▶ Do this
Copy every line of the records below word for word.

## BEGIN Information supplied

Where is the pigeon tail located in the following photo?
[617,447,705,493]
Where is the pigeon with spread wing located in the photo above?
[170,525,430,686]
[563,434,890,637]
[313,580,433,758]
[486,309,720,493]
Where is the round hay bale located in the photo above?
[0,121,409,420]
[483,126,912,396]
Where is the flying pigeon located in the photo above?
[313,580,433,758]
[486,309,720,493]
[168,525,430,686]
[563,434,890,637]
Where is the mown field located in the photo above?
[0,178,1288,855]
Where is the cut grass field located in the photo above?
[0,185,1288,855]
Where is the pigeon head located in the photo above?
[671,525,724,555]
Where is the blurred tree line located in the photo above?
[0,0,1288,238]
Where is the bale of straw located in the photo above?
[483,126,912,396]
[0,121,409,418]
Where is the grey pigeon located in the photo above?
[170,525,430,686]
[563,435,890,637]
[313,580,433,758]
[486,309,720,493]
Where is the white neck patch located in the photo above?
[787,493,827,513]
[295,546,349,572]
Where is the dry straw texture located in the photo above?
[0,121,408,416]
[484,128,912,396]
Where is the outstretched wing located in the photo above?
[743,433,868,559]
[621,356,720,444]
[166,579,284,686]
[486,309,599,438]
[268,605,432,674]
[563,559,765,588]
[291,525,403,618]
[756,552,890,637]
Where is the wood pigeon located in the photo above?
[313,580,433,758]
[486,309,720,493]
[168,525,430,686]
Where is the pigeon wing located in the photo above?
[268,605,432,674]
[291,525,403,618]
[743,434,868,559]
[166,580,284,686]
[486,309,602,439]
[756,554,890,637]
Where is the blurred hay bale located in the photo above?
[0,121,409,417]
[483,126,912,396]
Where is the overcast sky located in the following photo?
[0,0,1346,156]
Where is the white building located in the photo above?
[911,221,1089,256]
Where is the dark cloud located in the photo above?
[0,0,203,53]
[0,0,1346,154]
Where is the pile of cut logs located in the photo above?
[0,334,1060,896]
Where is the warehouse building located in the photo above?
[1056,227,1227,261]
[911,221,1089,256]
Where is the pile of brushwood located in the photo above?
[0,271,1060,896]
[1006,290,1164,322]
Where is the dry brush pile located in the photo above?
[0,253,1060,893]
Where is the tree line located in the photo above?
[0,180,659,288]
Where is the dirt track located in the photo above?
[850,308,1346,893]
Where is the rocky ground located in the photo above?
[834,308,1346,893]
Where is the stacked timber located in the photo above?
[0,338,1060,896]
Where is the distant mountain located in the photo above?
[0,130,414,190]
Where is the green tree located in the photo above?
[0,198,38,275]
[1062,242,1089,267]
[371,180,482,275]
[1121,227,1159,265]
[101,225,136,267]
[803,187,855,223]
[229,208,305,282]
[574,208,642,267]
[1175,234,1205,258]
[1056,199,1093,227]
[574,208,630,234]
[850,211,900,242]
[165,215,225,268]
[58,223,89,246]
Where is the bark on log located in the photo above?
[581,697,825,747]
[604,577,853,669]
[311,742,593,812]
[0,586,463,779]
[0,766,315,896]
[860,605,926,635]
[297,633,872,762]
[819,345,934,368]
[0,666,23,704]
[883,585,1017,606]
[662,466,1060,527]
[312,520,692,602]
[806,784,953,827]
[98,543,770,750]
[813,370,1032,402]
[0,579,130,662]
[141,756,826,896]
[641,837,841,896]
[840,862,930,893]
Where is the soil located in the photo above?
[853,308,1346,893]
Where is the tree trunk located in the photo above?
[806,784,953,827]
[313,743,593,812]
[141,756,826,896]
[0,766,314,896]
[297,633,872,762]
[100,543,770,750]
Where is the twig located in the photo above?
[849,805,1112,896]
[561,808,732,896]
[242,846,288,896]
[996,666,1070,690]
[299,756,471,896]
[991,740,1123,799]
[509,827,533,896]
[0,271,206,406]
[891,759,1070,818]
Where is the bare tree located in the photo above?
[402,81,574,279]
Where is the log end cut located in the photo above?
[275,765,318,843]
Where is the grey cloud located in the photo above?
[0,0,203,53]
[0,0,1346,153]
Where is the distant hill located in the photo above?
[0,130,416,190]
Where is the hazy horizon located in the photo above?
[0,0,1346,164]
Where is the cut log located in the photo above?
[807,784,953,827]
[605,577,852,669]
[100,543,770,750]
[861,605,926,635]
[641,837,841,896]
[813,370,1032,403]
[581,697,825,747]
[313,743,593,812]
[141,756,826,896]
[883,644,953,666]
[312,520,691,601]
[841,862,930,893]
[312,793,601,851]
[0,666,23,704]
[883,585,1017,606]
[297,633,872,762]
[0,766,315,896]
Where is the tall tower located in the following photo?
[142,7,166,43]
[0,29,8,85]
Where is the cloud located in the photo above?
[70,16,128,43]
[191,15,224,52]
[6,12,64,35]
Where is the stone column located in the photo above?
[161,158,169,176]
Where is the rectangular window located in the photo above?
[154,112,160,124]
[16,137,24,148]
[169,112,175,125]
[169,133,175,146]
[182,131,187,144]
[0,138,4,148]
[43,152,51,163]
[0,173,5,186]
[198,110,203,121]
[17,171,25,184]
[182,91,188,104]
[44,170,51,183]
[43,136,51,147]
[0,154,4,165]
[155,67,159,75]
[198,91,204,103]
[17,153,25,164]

## END Information supplied

▶ Result
Where is the pigeon tail located in the following photo?
[617,447,705,493]
Where is the pigeon with spread wing located in the photo above?
[170,525,430,686]
[563,434,890,637]
[313,580,433,758]
[486,309,720,493]
Where is the round hay bale located in the photo above?
[0,121,409,420]
[483,126,912,396]
Where is the flying pigeon located in the photo above?
[313,580,433,758]
[486,309,720,493]
[168,525,430,686]
[563,434,890,637]
Where is the mown field located in the photo above?
[0,178,1288,855]
Where is the cut grass field located in the photo above?
[0,185,1288,855]
Where is the pigeon head located in the photo above?
[671,525,724,555]
Where is the blurred tree line located in the photo above?
[0,0,1288,238]
Where is the bale of straw located in the photo above?
[483,126,912,396]
[0,121,409,418]
Where is the grey pigeon located in the photo above?
[170,525,430,686]
[563,435,890,637]
[313,580,433,758]
[486,309,720,493]
Where is the white neck patch located in the photo above?
[787,493,827,513]
[295,546,349,572]
Where is the dry straw texture located in the photo above?
[0,121,408,416]
[484,128,912,396]
Where is the outstretched wing located in the photo above?
[743,433,868,559]
[621,356,720,444]
[166,579,284,686]
[486,309,599,438]
[268,605,432,674]
[563,559,765,588]
[291,525,403,618]
[756,552,890,637]
Where is the wood pigeon located in the photo above?
[313,580,433,758]
[486,309,720,493]
[168,525,430,686]
Where is the pigeon wing located in the photo above?
[268,605,432,674]
[291,525,403,618]
[743,434,868,559]
[166,580,284,686]
[486,309,602,439]
[756,554,890,637]
Where is the blurred hay bale located in the photo above?
[0,121,409,417]
[483,126,912,396]
Where is the overcast sky located in the following photo?
[0,0,1346,156]
Where is the white building located in the photo above?
[911,221,1089,256]
Where is the dark cloud located in the photo above?
[0,0,203,53]
[0,0,1346,154]
Where is the pile of cut logs located in the photo above?
[0,334,1060,896]
Where is the warehouse building located in the photo above?
[1056,227,1227,261]
[911,221,1089,256]
Where is the pile of brushwood located in the photo above?
[0,271,1060,896]
[1006,290,1164,322]
Where is the dry brush pile located in the photo above?
[0,253,1060,893]
Where is the tree line located in the photo above?
[0,180,659,288]
Where is the dirt track located in the photo above?
[850,308,1346,893]
Where is the rocky ground located in the photo above?
[834,308,1346,893]
Where is the stacked timber located in the photo above?
[0,338,1060,896]
Where is the distant mountain located in the photo above?
[0,130,414,190]
Where is the green tree located in the photo above?
[0,198,38,275]
[1062,242,1089,267]
[371,180,482,275]
[1121,227,1159,265]
[101,225,136,267]
[803,187,855,223]
[229,208,305,282]
[574,208,642,267]
[1175,234,1205,258]
[1056,199,1093,227]
[574,208,630,234]
[850,211,900,242]
[165,215,225,268]
[58,223,89,246]
Where is the bark on log located in the photo above?
[581,697,825,747]
[604,577,853,669]
[311,742,593,812]
[0,586,463,779]
[0,766,315,896]
[860,605,926,635]
[297,633,872,762]
[819,345,934,368]
[0,666,23,704]
[883,585,1017,606]
[662,466,1060,527]
[312,520,692,602]
[806,784,953,827]
[98,543,770,750]
[813,370,1032,402]
[0,579,130,662]
[141,756,826,896]
[641,837,841,896]
[840,862,930,893]
Where is the soil located in the photo above?
[853,308,1346,893]
Where is the tree trunk located in the photo above?
[806,784,953,827]
[313,743,593,812]
[141,756,826,896]
[0,766,314,896]
[297,633,872,762]
[100,543,770,750]
Where is the twig located in the photo above?
[849,805,1112,896]
[561,808,732,896]
[242,846,288,896]
[996,666,1070,690]
[299,756,471,896]
[991,740,1123,799]
[509,827,533,896]
[0,271,206,406]
[891,759,1070,818]
Where is the bare tree located in the photo above?
[402,81,574,279]
Where is the log end cut located in the photo above?
[275,765,318,843]
Where is the grey cloud located in the photo above?
[0,0,203,53]
[0,0,1346,153]
Where is the distant hill located in the photo above?
[0,130,416,190]
Where is the hazy horizon located in the photo above?
[0,0,1346,164]
Where is the cut log located in the photo above?
[807,784,953,827]
[605,577,852,669]
[100,543,770,750]
[861,605,926,635]
[641,837,841,896]
[813,370,1032,403]
[581,697,825,747]
[313,743,593,812]
[141,756,826,896]
[883,644,953,666]
[312,520,691,601]
[841,862,930,893]
[312,793,601,851]
[0,666,23,704]
[883,585,1017,606]
[297,633,872,762]
[0,766,315,896]
Where is the tall tower located in the following photo?
[142,7,166,43]
[0,29,8,85]
Where is the cloud located in the photo above?
[70,16,128,43]
[191,15,224,52]
[6,12,64,35]
Where is the stone column located in the photo above?
[161,158,169,176]
Where is the rectangular window located in the photo above?
[154,112,160,124]
[16,137,24,148]
[169,112,175,125]
[169,133,175,146]
[182,131,187,144]
[0,138,4,148]
[43,152,51,163]
[0,173,5,186]
[198,110,203,121]
[17,171,25,184]
[182,91,188,104]
[44,170,51,183]
[43,136,51,147]
[0,154,4,165]
[155,67,159,75]
[198,91,204,103]
[17,153,25,164]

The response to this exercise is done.